**Task requirements**
Please restate each line of the data that follows word for word, skipping any image.

[Natural language region descriptions]
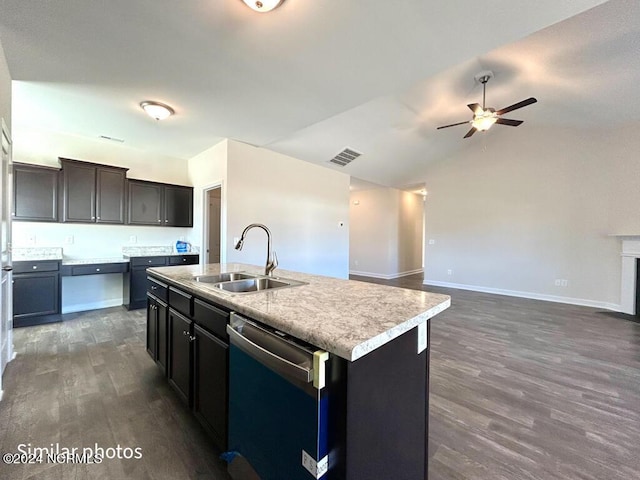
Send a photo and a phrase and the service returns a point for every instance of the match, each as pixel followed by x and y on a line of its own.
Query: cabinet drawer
pixel 157 288
pixel 211 318
pixel 148 261
pixel 183 259
pixel 180 301
pixel 98 268
pixel 37 266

**Answer**
Send a photo and a phrase and the service returns a point for every instance of the match, each as pixel followed by x and y on a line of its own.
Query: cabinet drawer
pixel 157 288
pixel 211 318
pixel 148 261
pixel 183 259
pixel 180 301
pixel 98 268
pixel 37 266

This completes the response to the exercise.